Below is a listing; reproduce each line of it exactly.

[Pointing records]
####

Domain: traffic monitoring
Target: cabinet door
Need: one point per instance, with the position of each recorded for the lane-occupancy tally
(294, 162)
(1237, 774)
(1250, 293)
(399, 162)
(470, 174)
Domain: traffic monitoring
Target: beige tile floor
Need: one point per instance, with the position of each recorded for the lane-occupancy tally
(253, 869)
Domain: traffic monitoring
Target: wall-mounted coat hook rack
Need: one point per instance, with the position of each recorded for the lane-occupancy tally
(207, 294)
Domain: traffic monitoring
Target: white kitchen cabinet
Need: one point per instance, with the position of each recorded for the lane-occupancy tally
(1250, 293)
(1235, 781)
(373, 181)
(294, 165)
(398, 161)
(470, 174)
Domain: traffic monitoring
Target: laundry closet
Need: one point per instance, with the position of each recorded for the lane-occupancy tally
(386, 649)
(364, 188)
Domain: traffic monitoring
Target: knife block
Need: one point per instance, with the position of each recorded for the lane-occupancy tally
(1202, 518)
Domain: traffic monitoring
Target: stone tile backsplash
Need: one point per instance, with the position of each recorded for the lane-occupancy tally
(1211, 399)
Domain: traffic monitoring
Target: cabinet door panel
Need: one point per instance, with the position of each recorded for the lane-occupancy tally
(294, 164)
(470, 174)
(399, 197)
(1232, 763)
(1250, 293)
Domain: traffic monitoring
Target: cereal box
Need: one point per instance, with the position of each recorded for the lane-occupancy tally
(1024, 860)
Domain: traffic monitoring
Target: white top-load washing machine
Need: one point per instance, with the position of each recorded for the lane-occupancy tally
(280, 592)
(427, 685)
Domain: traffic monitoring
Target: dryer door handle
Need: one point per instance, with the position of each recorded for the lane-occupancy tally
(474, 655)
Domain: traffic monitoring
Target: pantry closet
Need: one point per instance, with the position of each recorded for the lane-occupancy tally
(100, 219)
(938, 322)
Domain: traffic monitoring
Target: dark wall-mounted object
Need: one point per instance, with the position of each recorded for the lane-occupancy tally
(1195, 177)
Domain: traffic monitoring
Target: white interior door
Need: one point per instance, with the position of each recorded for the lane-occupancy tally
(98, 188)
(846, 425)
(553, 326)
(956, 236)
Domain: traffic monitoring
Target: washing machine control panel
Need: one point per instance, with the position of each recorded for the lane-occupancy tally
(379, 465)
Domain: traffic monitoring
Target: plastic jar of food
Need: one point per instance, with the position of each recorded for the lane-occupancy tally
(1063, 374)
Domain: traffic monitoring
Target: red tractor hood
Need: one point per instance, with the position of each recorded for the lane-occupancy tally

####

### EXERCISE RESULT
Domain: traffic monitoring
Target: cabinet door
Need: one point per instance, with the position of each recorded for the lane-occupancy tally
(294, 162)
(1237, 774)
(1250, 293)
(399, 162)
(470, 174)
Domain: traffic monitoring
Target: beige tile floor
Need: one point per instance, with the position of each recorded for the lane-occupancy tally
(253, 869)
Domain: traffic monitoring
Target: wall-mounted coat hook rack
Need: one point per instance, with the position of each recorded for the lane-occupancy tally
(207, 294)
Domain: traffic monitoring
Target: white kitchen cabinet
Need: one point per instance, with the position of each recorded for the lane-occupancy tally
(1250, 293)
(1235, 781)
(373, 181)
(294, 165)
(398, 161)
(470, 174)
Domain: traffic monitoring
Target: laundry closet
Need: one point per instance, with the position of each recorded for the lane-occupancy tally
(386, 649)
(364, 188)
Domain: traffic monitoring
Target: knife block
Need: one point per instance, with the position of each recorded for the lane-occupancy tally
(1202, 518)
Domain: traffic monitoring
Target: stone tile backsplash
Need: one point per instance, with the position of each recorded for the lane-occupancy tally
(1211, 399)
Domain: traffic monitoring
Target: cabinet door panel
Need: one point per instance, with the position of each recorded for the lane-occupancy tally
(294, 164)
(470, 174)
(399, 197)
(1232, 763)
(1250, 293)
Domain: traffic monitoring
Target: cereal box
Need: one point per instance, with the position of each recorded for the lane-occupancy tally
(1024, 860)
Domain: traffic monitoring
Target: white top-load washing machine
Need: one point per instance, with the position of each recorded for the lane-occupancy tally
(280, 592)
(427, 685)
Domain: traffic monitoring
Target: dryer door handle
Need: one point per instance, with the position of each recorded for the lane-occupancy tally
(474, 655)
Domain: traffic monitoring
Target: pantry closet
Need: one point per instance, with the position of each recorded for the lane-occupancy tally
(100, 219)
(938, 322)
Domain: traffic monitoring
Target: dark wall-mounted object
Need: one point per instance, with the position of each recorded for the lane-occupancy tally
(1195, 177)
Domain: traffic monitoring
Target: white interior door
Need: one point per instance, with the position of each recorded for the lane-occupancy tally
(98, 188)
(846, 425)
(553, 326)
(956, 236)
Domain: traffic monitoring
Target: washing machine control panel
Need: one point per instance, with the position of each recorded for the lane-occupancy tally
(379, 465)
Domain: traffic monitoring
Target: plastic jar of food
Need: one point per instance, with the position of each recorded for the lane-occupancy tally
(1063, 374)
Domain: traffic monitoring
Target: red tractor hood
Need: one point per instance, with the position of each recorded for the lane-occupancy tally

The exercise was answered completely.